== SOURCE DOCUMENT
The overall pattern is the same as what we see with the current action level. The number of systems with high lead levels flucuates year to year but more than doubles once fifth liter sampling is implemented. 

In [14]:
systems_above_new_al = pd.pivot_table(lead_tests_all_years,
               index='monitoring_period_year',
               values=['90th_percentile'],
               aggfunc = {'90th_percentile': lambda x: (x>=12.5).sum()})['90th_percentile'].reset_index().rename(columns={'90th_percentile':'systems_over_new_al'})

display(systems_above_new_al)

alt.Chart(systems_above_new_al[systems_above_new_al.monitoring_period_year < 2020], width=500).mark_bar().encode(
    x=alt.X('monitoring_period_year:O', title='Year'),
    y=alt.Y('systems_over_new_al:Q', title='Number of systems above New AL')
)

Unnamed: 0,monitoring_period_year,systems_over_new_al
0,2010,9
1,2011,17
2,2012,12
3,2013,9
4,2014,10
5,2015,9
6,2016,15
7,2017,21
8,2018,20
9,2019,46


## Individual Samples

The action level is found by taking lead samples at high-risk homes throughout a water system. The number of samples required varies based on the system and their previous lead test results.
====
== GIVEN INFORMATION
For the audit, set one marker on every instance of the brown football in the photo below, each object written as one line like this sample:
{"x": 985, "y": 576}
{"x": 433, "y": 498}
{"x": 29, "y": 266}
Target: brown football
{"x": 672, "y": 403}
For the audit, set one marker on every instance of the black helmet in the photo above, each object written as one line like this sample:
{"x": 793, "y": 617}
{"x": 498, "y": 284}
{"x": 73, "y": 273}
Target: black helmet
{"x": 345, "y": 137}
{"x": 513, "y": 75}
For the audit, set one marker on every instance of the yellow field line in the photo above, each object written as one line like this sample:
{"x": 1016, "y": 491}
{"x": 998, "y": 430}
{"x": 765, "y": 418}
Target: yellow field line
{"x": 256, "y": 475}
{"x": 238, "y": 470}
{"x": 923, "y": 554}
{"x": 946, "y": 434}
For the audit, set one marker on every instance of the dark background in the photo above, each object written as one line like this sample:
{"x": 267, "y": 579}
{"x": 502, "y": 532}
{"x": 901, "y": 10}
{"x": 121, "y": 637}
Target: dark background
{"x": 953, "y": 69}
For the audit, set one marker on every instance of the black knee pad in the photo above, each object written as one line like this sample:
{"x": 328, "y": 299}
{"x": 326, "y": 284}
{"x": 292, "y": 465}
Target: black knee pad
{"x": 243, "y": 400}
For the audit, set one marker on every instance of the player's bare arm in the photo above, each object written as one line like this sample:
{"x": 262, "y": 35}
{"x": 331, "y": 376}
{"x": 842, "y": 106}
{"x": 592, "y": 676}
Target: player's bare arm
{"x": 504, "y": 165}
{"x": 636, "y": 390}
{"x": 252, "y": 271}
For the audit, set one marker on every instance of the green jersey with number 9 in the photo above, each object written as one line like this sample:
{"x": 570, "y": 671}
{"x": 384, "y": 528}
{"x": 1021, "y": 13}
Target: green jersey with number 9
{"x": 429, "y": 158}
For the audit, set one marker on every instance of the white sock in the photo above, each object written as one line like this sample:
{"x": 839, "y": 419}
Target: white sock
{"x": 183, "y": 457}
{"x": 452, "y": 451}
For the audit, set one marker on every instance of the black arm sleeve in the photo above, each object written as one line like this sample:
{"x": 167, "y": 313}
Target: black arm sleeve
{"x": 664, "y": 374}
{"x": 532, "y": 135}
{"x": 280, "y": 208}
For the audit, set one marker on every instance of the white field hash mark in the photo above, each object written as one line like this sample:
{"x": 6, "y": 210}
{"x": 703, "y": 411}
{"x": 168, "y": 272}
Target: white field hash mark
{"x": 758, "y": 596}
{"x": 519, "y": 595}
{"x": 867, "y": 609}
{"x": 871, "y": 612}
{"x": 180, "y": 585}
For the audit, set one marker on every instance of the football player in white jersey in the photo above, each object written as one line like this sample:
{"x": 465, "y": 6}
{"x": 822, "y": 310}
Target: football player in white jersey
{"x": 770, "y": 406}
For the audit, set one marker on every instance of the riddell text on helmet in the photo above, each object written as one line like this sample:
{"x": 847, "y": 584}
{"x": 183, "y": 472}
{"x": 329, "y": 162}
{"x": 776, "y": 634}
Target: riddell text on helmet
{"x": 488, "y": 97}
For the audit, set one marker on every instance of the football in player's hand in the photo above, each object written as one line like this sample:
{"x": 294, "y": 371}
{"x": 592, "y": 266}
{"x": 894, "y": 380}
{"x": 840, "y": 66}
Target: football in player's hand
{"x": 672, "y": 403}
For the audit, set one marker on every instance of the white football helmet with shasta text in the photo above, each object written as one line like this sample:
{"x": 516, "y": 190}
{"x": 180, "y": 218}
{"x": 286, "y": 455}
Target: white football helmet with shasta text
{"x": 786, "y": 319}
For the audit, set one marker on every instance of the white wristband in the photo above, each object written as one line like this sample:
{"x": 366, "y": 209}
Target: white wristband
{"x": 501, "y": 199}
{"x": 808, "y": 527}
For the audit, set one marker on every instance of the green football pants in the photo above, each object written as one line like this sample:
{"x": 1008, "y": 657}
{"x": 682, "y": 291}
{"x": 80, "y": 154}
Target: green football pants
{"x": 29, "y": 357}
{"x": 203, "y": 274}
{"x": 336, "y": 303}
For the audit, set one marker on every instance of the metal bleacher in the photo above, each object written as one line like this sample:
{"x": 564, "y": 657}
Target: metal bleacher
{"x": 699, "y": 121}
====
:: GOAL 1 ::
Copy out the part of the lead-testing text that opens with the words containing "The overall pattern" and closes with "sampling is implemented.".
:: GOAL 2 ::
In the lead-testing text, what happens to the number of systems with high lead levels once fifth liter sampling is implemented?
:: GOAL 3 ::
Proceed with the text on lead testing in water systems, picking up after its final sentence.

:: RIGHT ANSWER 1 ::
The overall pattern is the same as what we see with the current action level. The number of systems with high lead levels flucuates year to year but more than doubles once fifth liter sampling is implemented.

:: RIGHT ANSWER 2 ::
It more than doubles.

:: RIGHT ANSWER 3 ::
APM Reports received the individual lead testing results that were used for calculating the 90th-percentile values for all systems, from 2016 to 2019. 



In [15]:
columns = {
    'PWS ID': 'id',
    'System': 'system_name',
    'SiteCode': 'sitecode',
    'Lab ID': 'lab_id',
    'For\nCompliance?': 'for_compliance', 
    'Collect Date': 'collect_date',
    'Address': 'address',
    'Liter 1 or 5': 'first_or_fifth',
    'Analyte': 'rule',
    'Result': 'lead_level',
    'Unit': 'unit',
    'Accepted/\nRejected?': 'accepted_rejected',
    'Reject\nReason': 'reject_reason'
}

lead_sampling_xlsx = os.path.join(mi_data, 'Pb_Individual_Results_2016-2019.xlsx')
lead_sampling = pd.read_excel(lead_sampling_xlsx)

lead_sampling = lead_sampling.rename(columns=columns)

def convert_units(df):
    unit = df['unit'].strip()
    if unit == 'MG/L':
        corrected = df['lead_level'] * 1000
    elif unit == 'UG/L':
        corrected = df['lead_level']
    else:
        print(df)
        
    return corrected

def correct_first_fifth(df):
    if df['first_or_fifth'] == 'L5':
        return 1
    else:
        return 0

# clean addresses
lead_sampling['address'] = lead_sampling.apply(lambda x: x.address.strip(), axis=1)
lead_sampling['lead_level_ppb'] = lead_sampling.apply(convert_units, axis=1)
lead_sampling['fifth_liter'] = lead_sampling.apply(correct_first_fifth, axis=1)
lead_sampling['collect_year'] =  pd.to_datetime(lead_sampling['collect_date']).dt.year

lead_sampling.head()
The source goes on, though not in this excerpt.